— start Material for this task —
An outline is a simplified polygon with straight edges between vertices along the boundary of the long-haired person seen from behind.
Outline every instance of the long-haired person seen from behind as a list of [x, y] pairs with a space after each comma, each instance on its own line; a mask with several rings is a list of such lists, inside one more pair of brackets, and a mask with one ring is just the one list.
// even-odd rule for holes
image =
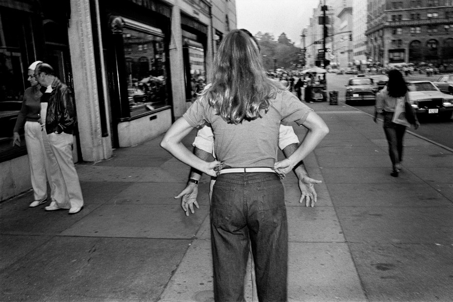
[[[266, 76], [257, 45], [243, 31], [226, 35], [213, 75], [212, 82], [168, 129], [161, 145], [192, 167], [217, 176], [210, 211], [215, 300], [245, 301], [251, 245], [258, 300], [286, 301], [288, 221], [279, 175], [290, 172], [313, 151], [329, 128], [295, 96]], [[308, 132], [296, 151], [279, 161], [281, 121], [296, 122]], [[203, 161], [181, 142], [192, 127], [205, 122], [212, 126], [218, 161]]]
[[392, 98], [402, 98], [408, 91], [403, 74], [397, 69], [391, 69], [389, 72], [389, 81], [387, 83], [387, 91], [389, 96]]
[[247, 33], [233, 32], [221, 44], [214, 61], [212, 84], [201, 97], [226, 122], [238, 124], [261, 117], [262, 110], [269, 110], [269, 100], [285, 88], [266, 75], [257, 45], [250, 43]]
[[[393, 177], [398, 177], [401, 171], [403, 161], [403, 139], [406, 132], [406, 126], [393, 122], [393, 116], [398, 100], [401, 101], [409, 102], [408, 87], [403, 74], [396, 69], [389, 72], [389, 81], [387, 86], [379, 93], [376, 98], [374, 121], [377, 122], [377, 115], [384, 115], [384, 131], [389, 144], [389, 155], [391, 161], [392, 171], [390, 174]], [[408, 106], [412, 110], [412, 106]], [[415, 118], [414, 128], [418, 128], [420, 124]]]

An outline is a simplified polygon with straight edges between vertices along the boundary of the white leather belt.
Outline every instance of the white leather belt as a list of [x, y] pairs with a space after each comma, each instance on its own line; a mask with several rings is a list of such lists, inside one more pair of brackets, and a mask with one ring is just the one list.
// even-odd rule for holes
[[220, 170], [219, 174], [225, 173], [247, 173], [259, 172], [275, 173], [270, 168], [227, 168]]

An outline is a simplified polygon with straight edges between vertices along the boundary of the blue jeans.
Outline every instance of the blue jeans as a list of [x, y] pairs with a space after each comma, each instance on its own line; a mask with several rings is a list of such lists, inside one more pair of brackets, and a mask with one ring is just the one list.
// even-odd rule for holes
[[384, 131], [389, 143], [389, 155], [393, 165], [403, 161], [403, 138], [406, 132], [406, 126], [396, 124], [391, 121], [393, 113], [386, 113], [384, 116]]
[[221, 174], [214, 185], [210, 218], [215, 301], [245, 301], [251, 244], [258, 299], [286, 301], [288, 230], [278, 176]]

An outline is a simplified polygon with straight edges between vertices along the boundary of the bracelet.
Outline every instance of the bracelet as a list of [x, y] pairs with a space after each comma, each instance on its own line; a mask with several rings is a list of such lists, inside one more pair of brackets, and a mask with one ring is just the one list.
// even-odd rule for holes
[[193, 182], [197, 185], [198, 185], [198, 181], [197, 181], [197, 180], [194, 180], [193, 178], [189, 179], [189, 182]]

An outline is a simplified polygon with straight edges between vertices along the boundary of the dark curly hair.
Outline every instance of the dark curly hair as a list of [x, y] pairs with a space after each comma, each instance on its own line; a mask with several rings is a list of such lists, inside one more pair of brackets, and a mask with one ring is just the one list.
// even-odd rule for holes
[[389, 72], [389, 81], [387, 83], [387, 91], [392, 98], [401, 98], [406, 95], [408, 87], [403, 74], [397, 69], [392, 69]]

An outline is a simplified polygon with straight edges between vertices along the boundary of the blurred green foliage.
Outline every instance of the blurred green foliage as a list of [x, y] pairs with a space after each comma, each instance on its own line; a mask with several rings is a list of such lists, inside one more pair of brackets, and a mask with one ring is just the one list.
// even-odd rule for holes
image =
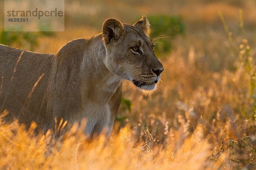
[[157, 47], [157, 54], [169, 52], [173, 48], [173, 38], [185, 32], [185, 26], [180, 16], [152, 15], [147, 17], [152, 30], [151, 38]]
[[33, 51], [38, 45], [39, 38], [53, 35], [53, 32], [5, 31], [3, 29], [0, 32], [0, 44]]
[[210, 160], [216, 162], [221, 155], [226, 153], [230, 164], [236, 169], [255, 170], [256, 146], [252, 141], [250, 136], [244, 135], [237, 141], [230, 140], [227, 143], [222, 141], [219, 150], [212, 154]]

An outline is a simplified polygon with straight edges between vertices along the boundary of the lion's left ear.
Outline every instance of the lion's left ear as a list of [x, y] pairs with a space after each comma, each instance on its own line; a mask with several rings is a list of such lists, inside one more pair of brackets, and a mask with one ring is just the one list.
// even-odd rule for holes
[[149, 37], [151, 30], [150, 23], [146, 16], [143, 15], [139, 21], [133, 25], [133, 26], [143, 31], [148, 37]]

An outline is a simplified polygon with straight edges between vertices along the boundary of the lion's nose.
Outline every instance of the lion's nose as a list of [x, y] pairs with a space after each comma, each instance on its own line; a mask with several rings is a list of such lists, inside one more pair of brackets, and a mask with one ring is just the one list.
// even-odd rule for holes
[[162, 69], [162, 70], [160, 70], [160, 69], [155, 70], [154, 68], [152, 68], [152, 71], [153, 72], [153, 73], [154, 73], [156, 74], [157, 74], [157, 76], [159, 74], [160, 74], [163, 71], [163, 69]]

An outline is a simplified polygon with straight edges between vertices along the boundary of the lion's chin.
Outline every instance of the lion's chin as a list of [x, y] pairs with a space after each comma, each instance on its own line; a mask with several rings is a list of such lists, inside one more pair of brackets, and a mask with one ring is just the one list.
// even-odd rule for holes
[[150, 85], [142, 85], [138, 87], [139, 88], [145, 91], [154, 91], [156, 87], [156, 83], [154, 82]]

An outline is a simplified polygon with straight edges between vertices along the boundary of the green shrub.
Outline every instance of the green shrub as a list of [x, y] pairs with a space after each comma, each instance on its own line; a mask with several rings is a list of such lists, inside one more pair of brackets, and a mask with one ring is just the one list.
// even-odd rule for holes
[[151, 37], [157, 45], [155, 48], [157, 53], [169, 51], [173, 48], [173, 38], [185, 33], [185, 26], [180, 16], [149, 16], [148, 19], [151, 25]]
— end Material for this task —
**Given task**
Rewrite the entries above with "even-odd rule" replaced by "nonzero winding rule" everywhere and nothing else changed. Leave the pictures out of the output.

**Answer**
An outline is a simplified polygon with straight edges between vertices along the boundary of the long-haired person seen from behind.
Outline every instance of the long-haired person seen from behind as a list of [x, y] pairs with a space after each comma, each instance on its own line; a mask with several rings is a list of such lists, inside one more pair of brackets, and a mask with one ring is just the one list.
// nonzero winding rule for holes
image =
[[[266, 76], [257, 45], [243, 31], [226, 35], [213, 75], [212, 82], [168, 129], [161, 145], [192, 167], [217, 176], [210, 211], [215, 300], [245, 301], [251, 245], [258, 300], [286, 301], [288, 221], [279, 175], [290, 172], [313, 151], [329, 128], [295, 96]], [[308, 132], [296, 151], [279, 161], [281, 121], [296, 122]], [[203, 161], [181, 142], [192, 127], [205, 122], [212, 126], [218, 161]]]
[[392, 98], [402, 98], [408, 91], [403, 74], [397, 69], [391, 69], [389, 72], [389, 81], [387, 83], [387, 91], [389, 96]]
[[247, 33], [233, 32], [221, 44], [214, 61], [212, 84], [201, 97], [226, 122], [238, 124], [261, 117], [262, 110], [269, 110], [269, 100], [285, 88], [266, 75], [257, 45], [250, 43]]
[[[393, 177], [398, 177], [401, 171], [403, 161], [403, 139], [406, 132], [406, 126], [393, 122], [393, 116], [398, 100], [401, 101], [409, 102], [408, 87], [403, 74], [396, 69], [389, 72], [389, 81], [387, 86], [379, 93], [376, 98], [374, 121], [377, 122], [377, 115], [384, 115], [384, 131], [389, 144], [389, 155], [391, 161], [392, 171], [390, 174]], [[408, 106], [412, 110], [412, 106]], [[415, 118], [414, 128], [418, 128], [420, 124]]]

An outline is a simplified polygon with straight edges between vertices along the boundary of the white leather belt.
Outline every instance of the white leather belt as a list of [x, y] pairs with a space after each comma, each instance on its own line; a mask with several rings is a list of such lists, inside one more pair of brackets, and a mask with one ring is just the one list.
// nonzero winding rule for holes
[[220, 170], [219, 174], [225, 173], [247, 173], [259, 172], [275, 173], [270, 168], [227, 168]]

An outline is a simplified polygon with straight edges between vertices along the boundary of the blue jeans.
Outline every instance of the blue jeans as a list of [x, y] pairs with a space after each comma, each instance on its own line; a mask with several rings is a list of such lists, inside one more pair of brackets, and a mask with one ring is just the one list.
// nonzero winding rule for holes
[[384, 131], [389, 143], [389, 155], [393, 165], [403, 161], [403, 138], [406, 132], [406, 126], [396, 124], [391, 121], [393, 113], [386, 113], [384, 116]]
[[221, 174], [214, 185], [210, 218], [215, 301], [245, 301], [251, 244], [258, 299], [286, 301], [288, 230], [278, 176]]

An outline is a simplified polygon with straight edges between vertices along the boundary of the bracelet.
Outline every instance of the bracelet as a list of [x, y] pairs with a space after each comma, each instance on its own line; a mask with several rings is a list of such lists, inside one more pair of brackets, and a mask with one ring is just the one list.
// nonzero winding rule for holes
[[193, 182], [197, 185], [198, 185], [198, 181], [197, 181], [197, 180], [194, 180], [193, 178], [189, 179], [189, 182]]

An outline is a simplified polygon with straight edges between vertices along the boundary of the dark curly hair.
Outline every instance of the dark curly hair as a list of [x, y] pairs with a space after each comma, each instance on its own line; a mask with several rings is a list of such lists, inside one more pair of brackets, and a mask with one ring is just the one list.
// nonzero winding rule for holes
[[389, 72], [389, 81], [387, 83], [387, 91], [392, 98], [401, 98], [406, 95], [408, 87], [403, 74], [397, 69], [392, 69]]

An outline is a simplified polygon with straight edges between vertices along the boundary of the blurred green foliage.
Outline every instance of the blurred green foliage as a list of [x, y] pairs with a space after each comma, each instance on its own line; a mask with several rings is a list of such lists, inside one more pair of brackets, and a mask with one ring is just the one list.
// nonzero winding rule for holes
image =
[[157, 47], [157, 54], [169, 52], [173, 48], [173, 38], [185, 32], [185, 26], [180, 16], [152, 15], [147, 17], [152, 30], [151, 38]]
[[33, 51], [38, 45], [39, 38], [53, 35], [53, 32], [5, 31], [3, 29], [0, 32], [0, 44]]
[[210, 160], [216, 162], [221, 155], [226, 153], [230, 164], [236, 169], [255, 170], [256, 146], [252, 141], [250, 136], [244, 135], [237, 141], [230, 140], [227, 143], [222, 141], [219, 150], [212, 154]]

An outline is a simplified polygon with straight edges between vertices along the boundary of the lion's left ear.
Outline every instance of the lion's left ear as a list of [x, y] pairs with a space after each comma, each instance on its own line; a mask with several rings is a list of such lists, inside one more pair of brackets, and a mask with one ring is just the one list.
// nonzero winding rule for holes
[[149, 37], [151, 30], [150, 23], [146, 16], [143, 15], [139, 21], [133, 25], [133, 26], [143, 31], [148, 37]]

An outline is a simplified polygon with straight edges between vertices along the boundary of the lion's nose.
Outline every instance of the lion's nose as a list of [x, y] pairs with a space after each comma, each instance on its own line; a mask with several rings is a list of such lists, inside one more pair of brackets, and a mask with one ring is just the one list.
// nonzero winding rule for holes
[[162, 69], [162, 70], [160, 70], [160, 69], [155, 70], [154, 68], [152, 68], [152, 71], [153, 72], [153, 73], [154, 73], [156, 74], [157, 74], [157, 76], [159, 74], [160, 74], [163, 71], [163, 69]]

An outline is a simplified polygon with straight edges between vertices along the boundary of the lion's chin.
Outline every instance of the lion's chin as a list of [x, y] pairs with a space after each comma, each instance on its own line; a mask with several rings is a list of such lists, inside one more pair of brackets, and a mask with one ring is just the one list.
// nonzero winding rule for holes
[[150, 85], [142, 85], [138, 87], [139, 88], [145, 91], [154, 91], [156, 87], [156, 83], [154, 82]]

An outline is a simplified polygon with straight edges between vertices along the boundary of the green shrub.
Outline every instance of the green shrub as a list of [x, y] pairs with a space after each comma, each instance on its own line; a mask with several rings is a list of such lists, inside one more pair of brackets, and a mask with one ring is just the one list.
// nonzero winding rule for holes
[[151, 37], [157, 45], [155, 48], [157, 53], [169, 51], [173, 48], [173, 38], [185, 33], [185, 26], [180, 16], [149, 16], [148, 19], [151, 25]]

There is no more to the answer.